### Selected excerpt
Mears Group reports lower revenues, but wins £120 million worth of contracts

Mears

Gloucester-headquartered Mears Group, which provides services to the UK’s housing sector, has reported lower revenues of £407 million for the six months to June 2020, down from £432 million in the same period last year. The company has reported an operating loss of £6.7 million, compared to a profit of £18.1 million last year.

In a statement, Mears said that Covid-19 required many maintenance contracts to move to an emergency-only basis resulting in short-term reduction in volumes, revenues and profits however interim customer arrangements reduced much of the financial risk and provided consistency of contract cashflows.

Tendering processes for new maintenance contracts were impacted by Covid-19, however new contracts were secured to the value of £120 million, a win rate (by value) of more than 80 per cent.

A recovery in activity levels is expected during the second half, as working arrangements progressively return towards more normal levels.

David Miles, Chief Executive Officer of the Group, said:“The Mears’ business has acted with a great sense of responsibility and professionalism during the Covid-19 pandemic, both in terms of ensuring the ongoing resilience of our operations and supporting the Communities where we work. Our people have performed valiantly in the most challenging of circumstances. Service quality levels to our local and central government clients, and to our many vulnerable service users, have remained at their traditionally high levels throughout the period. Inevitably, the Covid-19 crisis has impacted short-term financial performance in these results, particularly as Maintenance contract volumes reduced to emergency-only to protect the safety of staff and service users alike.

### Extracted data
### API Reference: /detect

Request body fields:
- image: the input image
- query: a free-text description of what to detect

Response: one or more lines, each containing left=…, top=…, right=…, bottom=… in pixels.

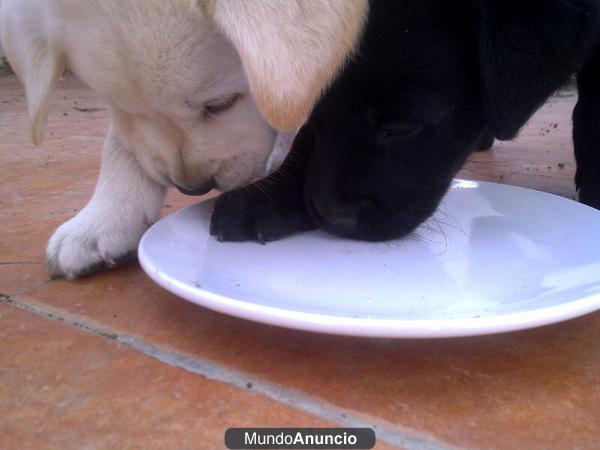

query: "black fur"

left=212, top=0, right=600, bottom=242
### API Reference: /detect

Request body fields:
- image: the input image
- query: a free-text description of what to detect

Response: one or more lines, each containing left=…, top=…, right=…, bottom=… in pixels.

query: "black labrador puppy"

left=211, top=0, right=600, bottom=242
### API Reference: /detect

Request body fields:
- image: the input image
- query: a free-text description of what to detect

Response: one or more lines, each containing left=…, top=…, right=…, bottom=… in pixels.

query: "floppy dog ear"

left=478, top=0, right=600, bottom=139
left=0, top=2, right=65, bottom=145
left=213, top=0, right=368, bottom=131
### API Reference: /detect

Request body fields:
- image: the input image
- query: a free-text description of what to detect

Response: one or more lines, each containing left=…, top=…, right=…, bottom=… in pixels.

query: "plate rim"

left=138, top=181, right=600, bottom=338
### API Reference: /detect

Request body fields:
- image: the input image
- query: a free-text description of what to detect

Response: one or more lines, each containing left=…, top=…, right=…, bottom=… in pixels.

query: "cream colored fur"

left=0, top=0, right=366, bottom=277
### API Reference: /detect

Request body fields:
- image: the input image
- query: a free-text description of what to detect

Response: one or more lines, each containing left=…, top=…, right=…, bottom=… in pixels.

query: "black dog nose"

left=175, top=178, right=215, bottom=195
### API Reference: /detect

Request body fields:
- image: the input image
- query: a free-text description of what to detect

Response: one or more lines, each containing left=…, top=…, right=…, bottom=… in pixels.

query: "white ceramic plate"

left=139, top=180, right=600, bottom=338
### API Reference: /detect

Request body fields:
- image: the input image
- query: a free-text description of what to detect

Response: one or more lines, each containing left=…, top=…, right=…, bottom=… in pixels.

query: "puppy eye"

left=204, top=94, right=242, bottom=117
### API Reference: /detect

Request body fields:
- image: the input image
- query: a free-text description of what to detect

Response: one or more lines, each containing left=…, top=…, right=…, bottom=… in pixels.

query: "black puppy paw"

left=210, top=182, right=315, bottom=244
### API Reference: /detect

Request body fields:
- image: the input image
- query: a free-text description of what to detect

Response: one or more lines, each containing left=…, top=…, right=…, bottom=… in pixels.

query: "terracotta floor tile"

left=0, top=305, right=364, bottom=449
left=0, top=75, right=600, bottom=448
left=0, top=71, right=195, bottom=294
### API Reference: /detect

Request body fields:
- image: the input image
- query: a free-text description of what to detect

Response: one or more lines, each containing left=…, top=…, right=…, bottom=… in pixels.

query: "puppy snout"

left=175, top=178, right=215, bottom=195
left=310, top=198, right=371, bottom=235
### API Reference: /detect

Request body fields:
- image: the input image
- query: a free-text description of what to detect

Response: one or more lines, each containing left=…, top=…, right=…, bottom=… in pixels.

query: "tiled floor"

left=0, top=75, right=600, bottom=449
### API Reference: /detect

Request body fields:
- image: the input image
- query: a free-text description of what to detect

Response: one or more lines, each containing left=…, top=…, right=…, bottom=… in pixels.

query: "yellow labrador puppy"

left=0, top=0, right=367, bottom=278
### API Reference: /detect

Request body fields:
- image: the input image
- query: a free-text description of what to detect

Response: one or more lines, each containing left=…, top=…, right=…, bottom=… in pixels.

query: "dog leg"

left=46, top=126, right=165, bottom=279
left=475, top=130, right=495, bottom=152
left=573, top=48, right=600, bottom=209
left=210, top=127, right=316, bottom=244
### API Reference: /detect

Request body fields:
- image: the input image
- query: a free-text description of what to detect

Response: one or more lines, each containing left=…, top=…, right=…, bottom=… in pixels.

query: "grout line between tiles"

left=0, top=294, right=454, bottom=450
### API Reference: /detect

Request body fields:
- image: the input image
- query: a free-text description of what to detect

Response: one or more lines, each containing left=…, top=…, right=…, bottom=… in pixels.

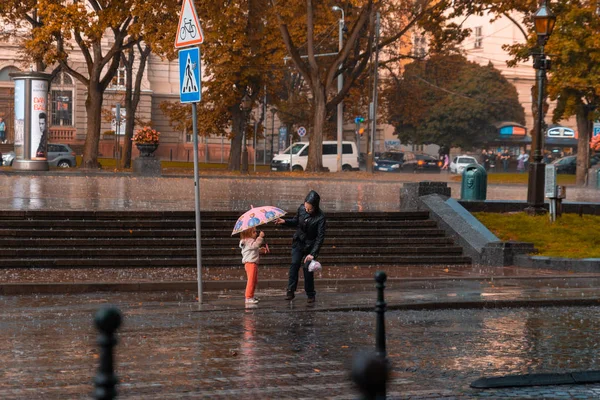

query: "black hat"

left=304, top=190, right=321, bottom=210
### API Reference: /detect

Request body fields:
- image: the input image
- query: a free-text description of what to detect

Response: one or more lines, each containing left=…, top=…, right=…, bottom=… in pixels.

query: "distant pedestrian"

left=501, top=150, right=510, bottom=172
left=240, top=227, right=268, bottom=304
left=0, top=117, right=6, bottom=143
left=481, top=149, right=490, bottom=171
left=517, top=150, right=525, bottom=172
left=275, top=190, right=327, bottom=304
left=489, top=150, right=496, bottom=170
left=442, top=154, right=450, bottom=171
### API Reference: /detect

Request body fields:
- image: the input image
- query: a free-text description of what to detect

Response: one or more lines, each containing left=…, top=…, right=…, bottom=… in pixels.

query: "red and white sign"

left=175, top=0, right=204, bottom=49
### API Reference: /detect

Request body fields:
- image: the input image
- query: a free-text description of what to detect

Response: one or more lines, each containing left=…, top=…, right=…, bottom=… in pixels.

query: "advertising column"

left=10, top=72, right=50, bottom=171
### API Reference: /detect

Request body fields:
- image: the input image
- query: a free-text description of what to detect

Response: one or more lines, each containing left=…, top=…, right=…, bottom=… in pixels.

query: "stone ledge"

left=514, top=254, right=600, bottom=272
left=419, top=194, right=535, bottom=266
left=460, top=200, right=600, bottom=215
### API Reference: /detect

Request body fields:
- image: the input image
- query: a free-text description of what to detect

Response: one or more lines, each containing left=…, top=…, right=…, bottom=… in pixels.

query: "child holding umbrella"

left=240, top=227, right=268, bottom=304
left=231, top=206, right=285, bottom=305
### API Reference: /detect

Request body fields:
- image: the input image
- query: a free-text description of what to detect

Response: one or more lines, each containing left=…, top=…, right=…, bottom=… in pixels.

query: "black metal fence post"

left=352, top=271, right=391, bottom=400
left=93, top=307, right=121, bottom=400
left=375, top=271, right=387, bottom=358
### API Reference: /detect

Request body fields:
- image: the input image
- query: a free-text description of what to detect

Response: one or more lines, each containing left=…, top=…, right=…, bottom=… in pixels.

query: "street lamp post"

left=331, top=6, right=345, bottom=172
left=525, top=1, right=556, bottom=215
left=240, top=93, right=252, bottom=174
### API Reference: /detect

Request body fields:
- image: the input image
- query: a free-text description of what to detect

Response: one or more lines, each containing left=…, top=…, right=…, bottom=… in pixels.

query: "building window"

left=473, top=26, right=483, bottom=49
left=0, top=67, right=20, bottom=82
left=50, top=72, right=74, bottom=126
left=110, top=60, right=127, bottom=89
left=413, top=34, right=427, bottom=58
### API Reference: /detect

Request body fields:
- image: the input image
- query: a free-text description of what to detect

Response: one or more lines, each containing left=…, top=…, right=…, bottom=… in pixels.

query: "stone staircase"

left=0, top=211, right=471, bottom=268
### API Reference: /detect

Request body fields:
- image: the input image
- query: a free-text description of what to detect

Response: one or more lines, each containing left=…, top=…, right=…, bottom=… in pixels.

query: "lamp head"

left=240, top=93, right=252, bottom=111
left=533, top=1, right=556, bottom=46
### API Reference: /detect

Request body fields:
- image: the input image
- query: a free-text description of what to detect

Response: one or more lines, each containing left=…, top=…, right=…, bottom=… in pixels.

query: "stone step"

left=0, top=235, right=454, bottom=247
left=0, top=210, right=429, bottom=222
left=0, top=227, right=444, bottom=240
left=0, top=246, right=462, bottom=260
left=0, top=254, right=471, bottom=268
left=0, top=219, right=437, bottom=230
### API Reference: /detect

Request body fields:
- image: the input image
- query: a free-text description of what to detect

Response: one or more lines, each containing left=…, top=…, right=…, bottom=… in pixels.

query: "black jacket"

left=285, top=191, right=327, bottom=258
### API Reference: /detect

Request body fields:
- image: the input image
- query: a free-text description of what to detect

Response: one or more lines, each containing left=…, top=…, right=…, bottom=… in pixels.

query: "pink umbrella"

left=231, top=206, right=285, bottom=236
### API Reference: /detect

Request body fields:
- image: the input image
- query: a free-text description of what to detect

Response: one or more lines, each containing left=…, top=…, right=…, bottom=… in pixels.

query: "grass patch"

left=451, top=172, right=575, bottom=185
left=473, top=212, right=600, bottom=258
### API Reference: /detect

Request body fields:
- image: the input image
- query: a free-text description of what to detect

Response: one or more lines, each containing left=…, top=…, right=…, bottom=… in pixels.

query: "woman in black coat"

left=275, top=190, right=327, bottom=304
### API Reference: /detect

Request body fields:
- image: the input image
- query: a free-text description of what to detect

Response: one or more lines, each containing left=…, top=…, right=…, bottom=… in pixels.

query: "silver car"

left=2, top=143, right=77, bottom=168
left=48, top=143, right=77, bottom=168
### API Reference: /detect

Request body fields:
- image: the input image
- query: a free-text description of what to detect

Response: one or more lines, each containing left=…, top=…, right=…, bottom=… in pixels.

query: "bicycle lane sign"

left=179, top=47, right=202, bottom=103
left=175, top=0, right=204, bottom=49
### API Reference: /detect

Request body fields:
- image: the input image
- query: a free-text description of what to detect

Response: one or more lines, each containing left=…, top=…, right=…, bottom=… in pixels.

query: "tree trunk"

left=575, top=104, right=592, bottom=186
left=121, top=48, right=137, bottom=168
left=306, top=84, right=327, bottom=172
left=81, top=82, right=103, bottom=169
left=227, top=106, right=245, bottom=171
left=123, top=44, right=151, bottom=168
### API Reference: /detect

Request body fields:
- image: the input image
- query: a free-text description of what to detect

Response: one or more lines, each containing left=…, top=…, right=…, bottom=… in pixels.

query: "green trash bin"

left=460, top=164, right=487, bottom=200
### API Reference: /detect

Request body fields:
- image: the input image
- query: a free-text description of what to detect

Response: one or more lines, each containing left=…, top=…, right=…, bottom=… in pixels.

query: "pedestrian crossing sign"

left=179, top=47, right=202, bottom=103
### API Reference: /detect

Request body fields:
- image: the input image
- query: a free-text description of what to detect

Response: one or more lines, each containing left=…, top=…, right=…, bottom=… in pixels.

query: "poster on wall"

left=110, top=107, right=127, bottom=136
left=15, top=79, right=25, bottom=158
left=278, top=126, right=287, bottom=153
left=29, top=80, right=48, bottom=160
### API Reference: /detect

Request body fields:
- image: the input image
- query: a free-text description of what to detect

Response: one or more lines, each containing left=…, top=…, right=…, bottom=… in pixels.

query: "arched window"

left=0, top=66, right=21, bottom=81
left=51, top=72, right=75, bottom=126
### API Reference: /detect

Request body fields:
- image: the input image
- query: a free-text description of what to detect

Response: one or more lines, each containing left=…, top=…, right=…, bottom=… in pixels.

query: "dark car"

left=402, top=154, right=442, bottom=173
left=373, top=151, right=415, bottom=172
left=552, top=154, right=600, bottom=174
left=552, top=156, right=577, bottom=174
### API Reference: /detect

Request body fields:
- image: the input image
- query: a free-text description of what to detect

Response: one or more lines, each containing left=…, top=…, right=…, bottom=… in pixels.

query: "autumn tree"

left=0, top=0, right=178, bottom=168
left=384, top=55, right=525, bottom=149
left=271, top=0, right=482, bottom=171
left=507, top=0, right=600, bottom=185
left=196, top=0, right=285, bottom=170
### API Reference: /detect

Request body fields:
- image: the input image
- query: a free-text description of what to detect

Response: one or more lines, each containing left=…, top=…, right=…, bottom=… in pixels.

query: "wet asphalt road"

left=0, top=293, right=600, bottom=399
left=0, top=174, right=598, bottom=211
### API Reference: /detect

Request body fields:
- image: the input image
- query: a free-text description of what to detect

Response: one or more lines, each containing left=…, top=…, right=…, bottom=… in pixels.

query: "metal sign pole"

left=192, top=103, right=202, bottom=304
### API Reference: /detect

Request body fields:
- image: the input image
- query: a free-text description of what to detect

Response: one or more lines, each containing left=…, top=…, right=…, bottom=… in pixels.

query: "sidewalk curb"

left=0, top=274, right=600, bottom=296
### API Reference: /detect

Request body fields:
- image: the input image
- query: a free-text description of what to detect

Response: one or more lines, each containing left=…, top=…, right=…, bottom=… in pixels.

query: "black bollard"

left=375, top=271, right=387, bottom=358
left=93, top=307, right=121, bottom=400
left=352, top=351, right=389, bottom=400
left=352, top=271, right=391, bottom=400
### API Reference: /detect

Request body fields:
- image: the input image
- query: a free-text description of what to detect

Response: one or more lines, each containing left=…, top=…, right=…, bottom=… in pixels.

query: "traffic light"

left=354, top=117, right=365, bottom=136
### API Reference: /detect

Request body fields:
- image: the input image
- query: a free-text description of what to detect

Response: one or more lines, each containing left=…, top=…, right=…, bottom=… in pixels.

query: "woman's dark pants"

left=287, top=244, right=317, bottom=297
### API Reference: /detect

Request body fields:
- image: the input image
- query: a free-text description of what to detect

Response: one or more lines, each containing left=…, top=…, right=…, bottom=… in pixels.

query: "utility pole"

left=367, top=11, right=380, bottom=173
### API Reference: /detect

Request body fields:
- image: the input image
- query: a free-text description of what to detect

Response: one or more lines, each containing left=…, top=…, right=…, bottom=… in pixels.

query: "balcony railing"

left=50, top=126, right=76, bottom=143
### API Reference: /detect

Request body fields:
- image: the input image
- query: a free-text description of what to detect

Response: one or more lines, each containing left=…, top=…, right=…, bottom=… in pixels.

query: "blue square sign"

left=179, top=47, right=201, bottom=103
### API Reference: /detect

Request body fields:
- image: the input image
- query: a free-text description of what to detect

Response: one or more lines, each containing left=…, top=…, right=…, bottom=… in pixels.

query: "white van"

left=271, top=140, right=358, bottom=172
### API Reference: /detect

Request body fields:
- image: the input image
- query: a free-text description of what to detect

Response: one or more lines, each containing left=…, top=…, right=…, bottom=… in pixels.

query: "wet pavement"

left=0, top=288, right=600, bottom=399
left=0, top=174, right=600, bottom=399
left=0, top=173, right=598, bottom=211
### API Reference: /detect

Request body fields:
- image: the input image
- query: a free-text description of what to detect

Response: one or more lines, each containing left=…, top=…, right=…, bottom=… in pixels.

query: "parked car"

left=2, top=151, right=16, bottom=167
left=450, top=156, right=479, bottom=174
left=2, top=143, right=77, bottom=168
left=271, top=140, right=359, bottom=172
left=551, top=154, right=600, bottom=175
left=48, top=143, right=77, bottom=168
left=373, top=151, right=415, bottom=172
left=551, top=156, right=577, bottom=174
left=402, top=154, right=442, bottom=173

### Activity 1
Duplicate the portion of the Mears Group article from "In a statement, Mears" up to and including "more normal levels.".
### Activity 2
According to the Mears Group article, what revenues did the company report for the six months to June 2020?
### Activity 3
Supply the next part of the article on Mears Group's half-year results, starting after its final sentence.

### Written answer 1
In a statement, Mears said that Covid-19 required many maintenance contracts to move to an emergency-only basis resulting in short-term reduction in volumes, revenues and profits however interim customer arrangements reduced much of the financial risk and provided consistency of contract cashflows.

Tendering processes for new maintenance contracts were impacted by Covid-19, however new contracts were secured to the value of £120 million, a win rate (by value) of more than 80 per cent.

A recovery in activity levels is expected during the second half, as working arrangements progressively return towards more normal levels.

### Written answer 2
£407 million

### Written answer 3
“Activity levels are returning to normal, and I am very confident as to the financial stability and the long-term wellbeing of the Group. The Group has taken positive and considered actions during the Covid-19 period to ensure that the Group is stronger than ever and well positioned once the UK sees a return towards normality.”

The company said that revenues were largely unaffected by Covid-19 and increased 54 per cent driven by the new AASC contract. Group order book stands at £2.7 billion (2019: £2.7bn), reflecting a number of new contract extensions. The company said it had completed disposal of its England and Wales Domiciliary Care business, in line with the stated strategy and is progressing well with its planned disposal of its the Scotland Domiciliary Care business and expects to complete the disposal during 2020.